**Task objective**
Copy out the book review passage below word for word, with no changes.

**Extracted text**
His encounters with the men and women who currently populate the northland are well drawn. After a while, though, certain prejudices appear in what he chooses to describe. Zigzagging across a 4,000-mile border involves encounters with plenty of border agents, none of them ever smiling. A tour group “shuffling around” a museum greets the guide’s stories (“trivia”) with “blank stares,” while the author notes that an octogenarian’s comb-over “was a work of art.”

At the end of the line, something about the book doesn’t quite click. Despite his statement at the beginning that, “There was no time line,” there are occasions when the reader feels he travels from stop to stop like the much-mocked birdwatcher searching just to check off a species on his life-list. When in Montana, Fox finally sees “the cut” (the actual border line; much of it has till now been mid-stream in the water and so invisible), he asks the border agent if he can walk along it. “You’re gonna want to tell the patrol before you do something like that,” he’s told. Fox apparently is satisfied to leave it that.

**Record excerpts**
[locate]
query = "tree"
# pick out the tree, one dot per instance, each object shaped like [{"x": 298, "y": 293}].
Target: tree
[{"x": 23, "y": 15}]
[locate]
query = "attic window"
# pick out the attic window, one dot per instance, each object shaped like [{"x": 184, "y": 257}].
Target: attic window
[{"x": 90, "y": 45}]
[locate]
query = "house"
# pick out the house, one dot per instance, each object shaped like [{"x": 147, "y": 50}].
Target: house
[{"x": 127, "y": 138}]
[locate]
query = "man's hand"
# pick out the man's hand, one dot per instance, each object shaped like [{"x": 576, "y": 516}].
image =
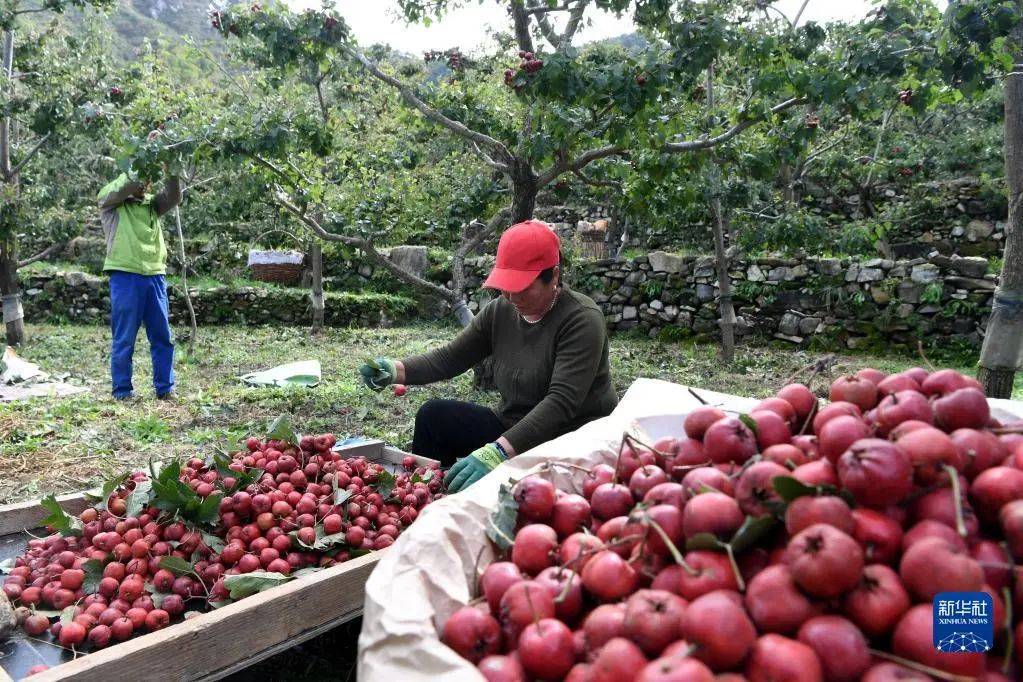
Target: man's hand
[
  {"x": 379, "y": 373},
  {"x": 470, "y": 469}
]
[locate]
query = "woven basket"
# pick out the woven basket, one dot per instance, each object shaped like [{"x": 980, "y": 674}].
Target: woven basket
[{"x": 279, "y": 273}]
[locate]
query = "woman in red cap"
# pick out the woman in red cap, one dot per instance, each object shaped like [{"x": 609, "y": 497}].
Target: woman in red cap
[{"x": 549, "y": 351}]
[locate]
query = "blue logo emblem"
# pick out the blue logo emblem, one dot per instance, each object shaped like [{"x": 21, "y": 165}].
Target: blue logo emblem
[{"x": 964, "y": 622}]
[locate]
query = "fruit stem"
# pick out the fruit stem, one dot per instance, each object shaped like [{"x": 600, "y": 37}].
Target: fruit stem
[
  {"x": 920, "y": 668},
  {"x": 957, "y": 500},
  {"x": 920, "y": 349},
  {"x": 675, "y": 554},
  {"x": 1008, "y": 598},
  {"x": 571, "y": 466},
  {"x": 735, "y": 566},
  {"x": 809, "y": 417}
]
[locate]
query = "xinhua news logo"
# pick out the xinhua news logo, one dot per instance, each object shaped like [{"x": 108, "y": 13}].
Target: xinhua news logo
[{"x": 964, "y": 622}]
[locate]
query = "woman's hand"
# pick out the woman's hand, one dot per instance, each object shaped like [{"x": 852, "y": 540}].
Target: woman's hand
[{"x": 382, "y": 372}]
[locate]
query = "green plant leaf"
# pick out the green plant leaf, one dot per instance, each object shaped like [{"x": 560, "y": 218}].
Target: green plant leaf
[
  {"x": 753, "y": 530},
  {"x": 789, "y": 488},
  {"x": 385, "y": 484},
  {"x": 212, "y": 541},
  {"x": 243, "y": 585},
  {"x": 101, "y": 494},
  {"x": 138, "y": 498},
  {"x": 59, "y": 519},
  {"x": 501, "y": 521},
  {"x": 93, "y": 574},
  {"x": 68, "y": 616},
  {"x": 280, "y": 429},
  {"x": 704, "y": 541},
  {"x": 177, "y": 565}
]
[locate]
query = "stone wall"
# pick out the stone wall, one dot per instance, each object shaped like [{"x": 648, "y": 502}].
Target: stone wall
[
  {"x": 827, "y": 302},
  {"x": 80, "y": 297}
]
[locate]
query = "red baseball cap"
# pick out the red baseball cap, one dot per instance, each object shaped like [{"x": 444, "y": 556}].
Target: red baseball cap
[{"x": 525, "y": 251}]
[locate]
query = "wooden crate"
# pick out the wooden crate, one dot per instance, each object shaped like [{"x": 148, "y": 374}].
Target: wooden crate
[{"x": 228, "y": 639}]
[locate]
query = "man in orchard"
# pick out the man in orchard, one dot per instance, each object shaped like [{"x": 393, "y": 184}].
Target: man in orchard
[{"x": 136, "y": 261}]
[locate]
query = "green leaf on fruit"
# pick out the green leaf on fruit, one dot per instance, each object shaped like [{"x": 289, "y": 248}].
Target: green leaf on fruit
[
  {"x": 68, "y": 616},
  {"x": 704, "y": 541},
  {"x": 177, "y": 565},
  {"x": 385, "y": 484},
  {"x": 138, "y": 498},
  {"x": 48, "y": 612},
  {"x": 280, "y": 429},
  {"x": 302, "y": 573},
  {"x": 753, "y": 530},
  {"x": 750, "y": 422},
  {"x": 93, "y": 574},
  {"x": 59, "y": 519},
  {"x": 789, "y": 488},
  {"x": 101, "y": 494},
  {"x": 213, "y": 542},
  {"x": 243, "y": 585},
  {"x": 322, "y": 541},
  {"x": 501, "y": 521}
]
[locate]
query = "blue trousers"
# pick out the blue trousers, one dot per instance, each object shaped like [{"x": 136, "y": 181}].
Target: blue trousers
[{"x": 137, "y": 300}]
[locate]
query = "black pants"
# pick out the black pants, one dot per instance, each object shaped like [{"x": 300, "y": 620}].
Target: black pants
[{"x": 446, "y": 429}]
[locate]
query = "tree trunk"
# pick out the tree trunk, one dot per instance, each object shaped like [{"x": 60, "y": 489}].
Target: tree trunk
[
  {"x": 316, "y": 256},
  {"x": 1003, "y": 348},
  {"x": 725, "y": 308},
  {"x": 12, "y": 316},
  {"x": 524, "y": 191}
]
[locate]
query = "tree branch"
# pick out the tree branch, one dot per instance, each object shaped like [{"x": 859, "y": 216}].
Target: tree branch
[
  {"x": 454, "y": 126},
  {"x": 521, "y": 21},
  {"x": 46, "y": 253},
  {"x": 32, "y": 152},
  {"x": 367, "y": 247},
  {"x": 708, "y": 142},
  {"x": 580, "y": 162}
]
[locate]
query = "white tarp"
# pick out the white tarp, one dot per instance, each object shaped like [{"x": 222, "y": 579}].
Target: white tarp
[
  {"x": 275, "y": 258},
  {"x": 428, "y": 574}
]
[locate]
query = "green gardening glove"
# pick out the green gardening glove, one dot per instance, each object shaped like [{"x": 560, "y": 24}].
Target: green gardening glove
[
  {"x": 379, "y": 373},
  {"x": 470, "y": 469}
]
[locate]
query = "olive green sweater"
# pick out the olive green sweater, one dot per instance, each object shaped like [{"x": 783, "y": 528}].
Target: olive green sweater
[{"x": 553, "y": 376}]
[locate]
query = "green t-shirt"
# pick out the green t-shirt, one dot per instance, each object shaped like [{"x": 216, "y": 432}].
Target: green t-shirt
[{"x": 134, "y": 238}]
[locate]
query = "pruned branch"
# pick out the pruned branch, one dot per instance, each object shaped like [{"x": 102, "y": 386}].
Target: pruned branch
[
  {"x": 32, "y": 152},
  {"x": 46, "y": 253},
  {"x": 454, "y": 126},
  {"x": 709, "y": 142},
  {"x": 367, "y": 247},
  {"x": 580, "y": 162}
]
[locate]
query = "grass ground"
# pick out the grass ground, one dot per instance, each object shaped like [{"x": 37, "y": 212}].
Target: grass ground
[{"x": 62, "y": 446}]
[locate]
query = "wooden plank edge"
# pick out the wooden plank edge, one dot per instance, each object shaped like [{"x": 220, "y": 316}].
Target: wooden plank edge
[{"x": 158, "y": 653}]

**Solution to this problem**
His encounters with the men and women who currently populate the northland are well drawn. After a while, though, certain prejudices appear in what he chooses to describe. Zigzagging across a 4,000-mile border involves encounters with plenty of border agents, none of them ever smiling. A tour group “shuffling around” a museum greets the guide’s stories (“trivia”) with “blank stares,” while the author notes that an octogenarian’s comb-over “was a work of art.”

At the end of the line, something about the book doesn’t quite click. Despite his statement at the beginning that, “There was no time line,” there are occasions when the reader feels he travels from stop to stop like the much-mocked birdwatcher searching just to check off a species on his life-list. When in Montana, Fox finally sees “the cut” (the actual border line; much of it has till now been mid-stream in the water and so invisible), he asks the border agent if he can walk along it. “You’re gonna want to tell the patrol before you do something like that,” he’s told. Fox apparently is satisfied to leave it that.